> _What this task involves_
Lay out the lines of the material below as a Markdown table with the columns Row and Line, from the line with "tagged: pale background" up to and including the line with "top-left (734, 516), bottom-right (960, 817)". Number each row and skip any blank lines.

====== Listing

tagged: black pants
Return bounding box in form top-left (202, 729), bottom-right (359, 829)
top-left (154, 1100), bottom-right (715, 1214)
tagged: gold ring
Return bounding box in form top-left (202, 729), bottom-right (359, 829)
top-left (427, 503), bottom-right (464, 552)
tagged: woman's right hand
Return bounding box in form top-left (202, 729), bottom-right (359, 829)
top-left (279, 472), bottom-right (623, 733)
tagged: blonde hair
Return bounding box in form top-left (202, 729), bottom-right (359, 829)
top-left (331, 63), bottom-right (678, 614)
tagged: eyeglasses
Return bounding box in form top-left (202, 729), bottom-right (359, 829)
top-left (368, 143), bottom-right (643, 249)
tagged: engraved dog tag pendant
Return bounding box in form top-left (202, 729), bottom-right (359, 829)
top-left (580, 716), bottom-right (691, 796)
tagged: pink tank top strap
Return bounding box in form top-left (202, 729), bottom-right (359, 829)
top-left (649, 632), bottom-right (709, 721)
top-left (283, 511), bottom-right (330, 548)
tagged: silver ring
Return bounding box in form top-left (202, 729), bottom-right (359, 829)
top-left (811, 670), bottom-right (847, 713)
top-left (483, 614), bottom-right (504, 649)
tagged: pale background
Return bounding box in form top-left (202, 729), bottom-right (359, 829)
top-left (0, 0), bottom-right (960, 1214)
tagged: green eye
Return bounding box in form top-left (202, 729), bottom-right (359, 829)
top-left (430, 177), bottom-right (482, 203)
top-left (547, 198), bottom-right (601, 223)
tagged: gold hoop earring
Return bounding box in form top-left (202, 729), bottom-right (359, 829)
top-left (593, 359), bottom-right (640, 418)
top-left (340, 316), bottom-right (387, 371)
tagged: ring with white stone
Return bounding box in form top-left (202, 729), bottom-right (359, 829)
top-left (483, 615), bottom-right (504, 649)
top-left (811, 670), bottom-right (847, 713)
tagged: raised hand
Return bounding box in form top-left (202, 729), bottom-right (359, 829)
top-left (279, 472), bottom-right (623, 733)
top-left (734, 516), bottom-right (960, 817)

============
====== Listing

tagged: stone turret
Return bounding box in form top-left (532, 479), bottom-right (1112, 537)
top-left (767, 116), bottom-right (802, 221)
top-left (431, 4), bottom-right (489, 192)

============

> _Finished answer_
| Row | Line |
|---|---|
| 1 | tagged: pale background |
| 2 | Return bounding box in form top-left (202, 729), bottom-right (359, 829) |
| 3 | top-left (0, 0), bottom-right (960, 1214) |
| 4 | tagged: green eye |
| 5 | Return bounding box in form top-left (202, 729), bottom-right (359, 829) |
| 6 | top-left (430, 177), bottom-right (482, 203) |
| 7 | top-left (547, 198), bottom-right (601, 223) |
| 8 | tagged: gold hoop earring |
| 9 | Return bounding box in form top-left (202, 729), bottom-right (359, 829) |
| 10 | top-left (593, 359), bottom-right (640, 418) |
| 11 | top-left (340, 316), bottom-right (387, 371) |
| 12 | tagged: ring with white stone |
| 13 | Return bounding box in form top-left (202, 729), bottom-right (359, 829) |
| 14 | top-left (483, 615), bottom-right (504, 649) |
| 15 | top-left (811, 670), bottom-right (847, 713) |
| 16 | tagged: raised hand |
| 17 | Return bounding box in form top-left (202, 729), bottom-right (359, 829) |
| 18 | top-left (279, 472), bottom-right (623, 733) |
| 19 | top-left (734, 516), bottom-right (960, 817) |